## What needs to be done
Update all of the records below by changing "low cloud layer" to "fog bank" and leaving every other line as it is. Omit the pictures from your answer.

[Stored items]
== == ==
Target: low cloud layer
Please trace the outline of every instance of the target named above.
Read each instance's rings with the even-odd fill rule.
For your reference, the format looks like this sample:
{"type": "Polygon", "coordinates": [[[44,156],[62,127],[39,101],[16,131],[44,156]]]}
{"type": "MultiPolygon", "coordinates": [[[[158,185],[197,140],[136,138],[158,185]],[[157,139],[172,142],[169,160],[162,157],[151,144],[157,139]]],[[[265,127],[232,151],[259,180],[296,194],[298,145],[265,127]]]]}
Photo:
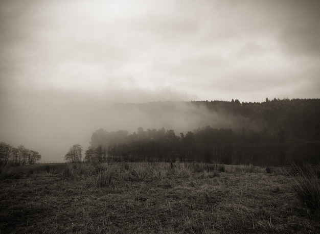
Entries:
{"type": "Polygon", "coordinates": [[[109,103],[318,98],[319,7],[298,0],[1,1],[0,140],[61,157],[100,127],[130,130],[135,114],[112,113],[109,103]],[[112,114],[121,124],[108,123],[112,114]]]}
== == ==
## Output below
Target: fog bank
Please trace the outline of every instance of the target named above.
Read each instance's rings with the even-odd fill rule.
For your reference, the format looks like this sample:
{"type": "Polygon", "coordinates": [[[44,156],[62,127],[39,101],[16,131],[44,156]]]}
{"type": "MultiPolygon", "coordinates": [[[[158,185],[197,140],[136,138],[158,185]],[[157,139],[172,142],[169,160],[162,157],[151,144],[157,139]]],[[[265,127],[232,151],[259,180],[296,194],[298,145],[265,127]]]]}
Photo:
Entries:
{"type": "Polygon", "coordinates": [[[109,103],[318,98],[319,7],[298,0],[1,1],[0,140],[61,157],[100,127],[130,130],[135,114],[112,113],[109,103]],[[112,114],[121,124],[108,123],[112,114]]]}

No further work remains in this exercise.